**Ziel der Aufgabe 1:**
Schreiben Sie aus den Einträgen die Zeilen von der Zeile mit „Practice step: locate the yellow“ bis einschließlich zur letzten Zeile der Einträge unverändert ab.

**Quelle:**

::::::

Dass Kleider Leute machen, ist ja schon sprichwörtlich. Die Frage ist aber:
- Wie funktioniert das?
- In welchen Situationen funktioniert das?
- Und vor allem: Wie können wir als Verkäufer diese Effekte nutzen?
Die psychologische Forschung zeigt: Anzugträger werden höflicher behandelt, wirken eher als Vorbild und setzen sich öfter durch.
Dazu zwei Erkenntnisse aus der Verkaufspraxis, die in der psychologischen Forschung bestätigt wurden:
1. Menschen, die durch Statussymbole Erfolg vorspiegeln, werden höflicher behandelt.
Die meisten Menschen glauben, dass diese Effekte existieren, meinen aber selber vor ihnen gefeit zu sein. So beteuern mir Möbelverkäufer immer wieder, dass sie niemals Menschen nach ihrem Äußeren einschätzen würden. Aber jedes Mal, wenn ich in Jeans und Pullover ein Möbelhaus betrete, werde ich eines Besseren belehrt.
Diese Fehleinschätzung kommt daher, dass wir solche Urteile unbewusst treffen. Es handelt sich um sogenannte “Heuristiken”, d.h. gedanklichen Abkürzungen, die wir uns nicht bewusst machen.
So wurden in einer Studie z.B. Menschen befragt, ob Sie eher hupen würden, wenn sie an der Ampel hinter einem teuren Auto stünden, das nicht losfährt oder hinter einem billigen Auto. Die Klassenkämpfer, die meinen, eher bei Bonzenautos zu hupen, sind bei dieser Befragung immer in der Überzahl. Die meisten Menschen fahren nunmal günstige Autos und meinen, eher solidarisch mit Ihresgleichen zu sein.

::::::

**Ziel der Aufgabe 2:**
Geben Sie die drei Fragen an, die die Quelle über die Wirkung von Kleidung als Aufzählung stellt.

**Einträge eines Datensatzes zur Punktannotation:**
::::::

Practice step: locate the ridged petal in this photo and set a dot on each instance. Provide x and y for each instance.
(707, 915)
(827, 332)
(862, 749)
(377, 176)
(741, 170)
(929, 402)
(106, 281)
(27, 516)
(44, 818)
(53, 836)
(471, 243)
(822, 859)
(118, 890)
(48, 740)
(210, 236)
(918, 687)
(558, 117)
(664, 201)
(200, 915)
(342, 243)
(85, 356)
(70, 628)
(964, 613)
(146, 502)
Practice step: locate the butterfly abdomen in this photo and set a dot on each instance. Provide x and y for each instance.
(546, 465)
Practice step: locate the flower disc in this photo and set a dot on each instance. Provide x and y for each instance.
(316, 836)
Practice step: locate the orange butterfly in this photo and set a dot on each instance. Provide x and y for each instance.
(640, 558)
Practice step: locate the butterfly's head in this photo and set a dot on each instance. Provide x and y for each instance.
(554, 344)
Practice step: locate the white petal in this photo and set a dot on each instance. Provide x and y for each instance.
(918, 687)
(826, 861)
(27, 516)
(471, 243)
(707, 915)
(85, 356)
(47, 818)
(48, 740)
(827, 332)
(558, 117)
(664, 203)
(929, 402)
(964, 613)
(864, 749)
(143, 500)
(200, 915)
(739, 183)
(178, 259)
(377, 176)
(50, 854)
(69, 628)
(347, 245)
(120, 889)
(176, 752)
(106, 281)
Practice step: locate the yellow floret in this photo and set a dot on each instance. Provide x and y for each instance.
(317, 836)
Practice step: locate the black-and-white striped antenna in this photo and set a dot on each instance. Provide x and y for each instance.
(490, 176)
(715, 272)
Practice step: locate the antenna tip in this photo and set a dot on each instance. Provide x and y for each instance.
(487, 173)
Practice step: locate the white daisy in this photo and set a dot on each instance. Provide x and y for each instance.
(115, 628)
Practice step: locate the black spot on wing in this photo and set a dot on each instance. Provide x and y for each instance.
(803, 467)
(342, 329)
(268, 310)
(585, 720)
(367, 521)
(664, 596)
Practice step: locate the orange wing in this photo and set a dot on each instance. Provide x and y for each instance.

::::::

**Korrektes Ergebnis 1:**
Practice step: locate the yellow floret in this photo and set a dot on each instance. Provide x and y for each instance.
(317, 836)
Practice step: locate the black-and-white striped antenna in this photo and set a dot on each instance. Provide x and y for each instance.
(490, 176)
(715, 272)
Practice step: locate the antenna tip in this photo and set a dot on each instance. Provide x and y for each instance.
(487, 173)
Practice step: locate the white daisy in this photo and set a dot on each instance. Provide x and y for each instance.
(115, 628)
Practice step: locate the black spot on wing in this photo and set a dot on each instance. Provide x and y for each instance.
(803, 467)
(342, 329)
(268, 310)
(585, 720)
(367, 521)
(664, 596)
Practice step: locate the orange wing in this photo and set a dot on each instance. Provide x and y for each instance.

**Korrektes Ergebnis 2:**
- Wie funktioniert das?
- In welchen Situationen funktioniert das?
- Wie können wir als Verkäufer diese Effekte nutzen?